Stored items:
- Opening Delimiter -

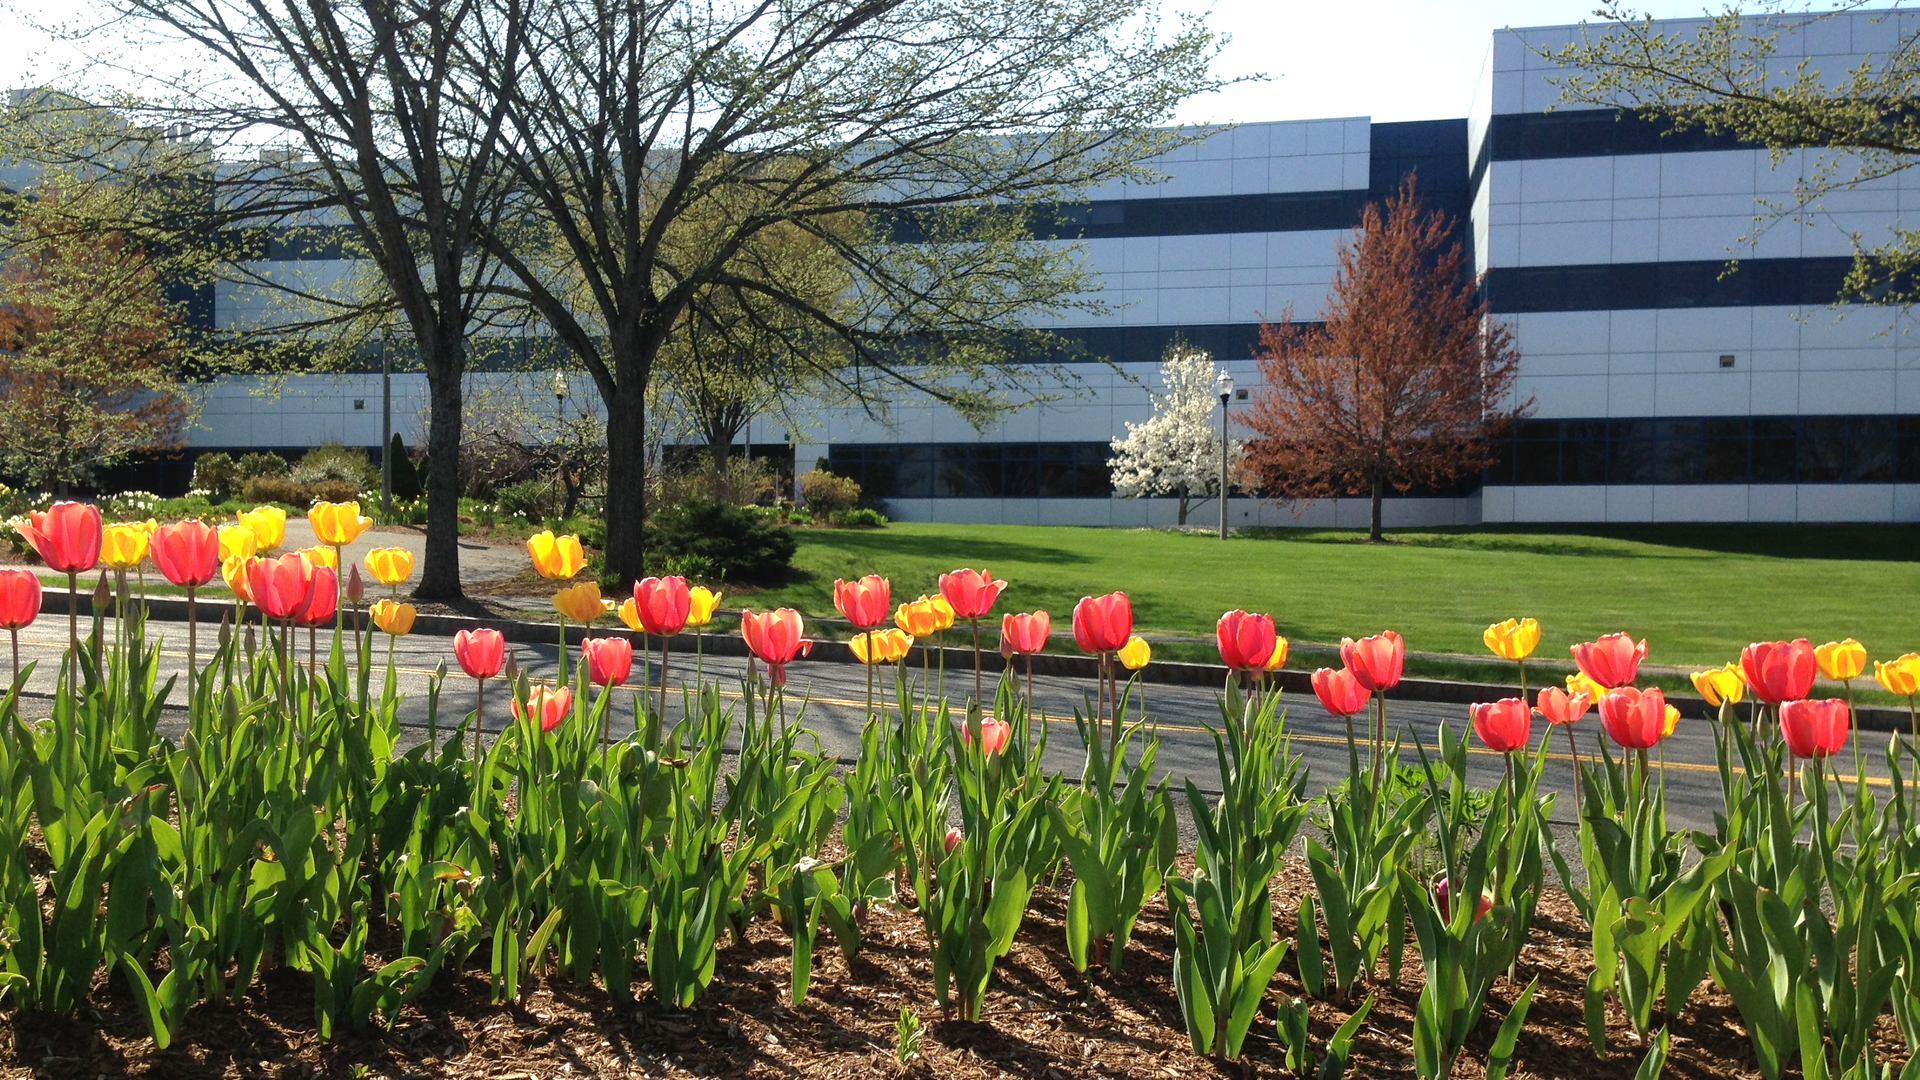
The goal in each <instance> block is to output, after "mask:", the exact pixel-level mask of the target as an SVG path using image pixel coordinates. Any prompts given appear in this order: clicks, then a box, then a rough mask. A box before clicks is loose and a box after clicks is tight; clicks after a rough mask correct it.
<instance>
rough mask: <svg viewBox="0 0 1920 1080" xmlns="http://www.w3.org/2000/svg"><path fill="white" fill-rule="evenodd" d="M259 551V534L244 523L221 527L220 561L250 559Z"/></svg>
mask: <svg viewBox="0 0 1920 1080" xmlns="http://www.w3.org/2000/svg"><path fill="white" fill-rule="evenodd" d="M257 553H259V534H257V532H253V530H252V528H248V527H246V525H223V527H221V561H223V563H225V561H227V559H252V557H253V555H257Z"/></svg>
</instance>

- Closing Delimiter -

--- What to produce ---
Rewrite the rows above as a numbered list, one line per entry. Skip any blank lines and leave the pictures out.

--- Answer to the problem ---
1. The goal in each <instance> block is to output, after "mask:", the exact pixel-level mask of the target as an SVG path using image pixel coordinates. Any prompts given appear in this order: clicks, then a box, then a rough mask. A box before clicks is loose and a box after clicks is tight; clicks after a rough mask correct it.
2. <instance>
3. rough mask: <svg viewBox="0 0 1920 1080" xmlns="http://www.w3.org/2000/svg"><path fill="white" fill-rule="evenodd" d="M259 551V534L244 523L221 527L220 561L250 559Z"/></svg>
4. mask: <svg viewBox="0 0 1920 1080" xmlns="http://www.w3.org/2000/svg"><path fill="white" fill-rule="evenodd" d="M257 553H259V534H257V532H253V530H252V528H248V527H246V525H223V527H221V561H223V563H225V561H227V559H252V557H253V555H257Z"/></svg>
5. </instance>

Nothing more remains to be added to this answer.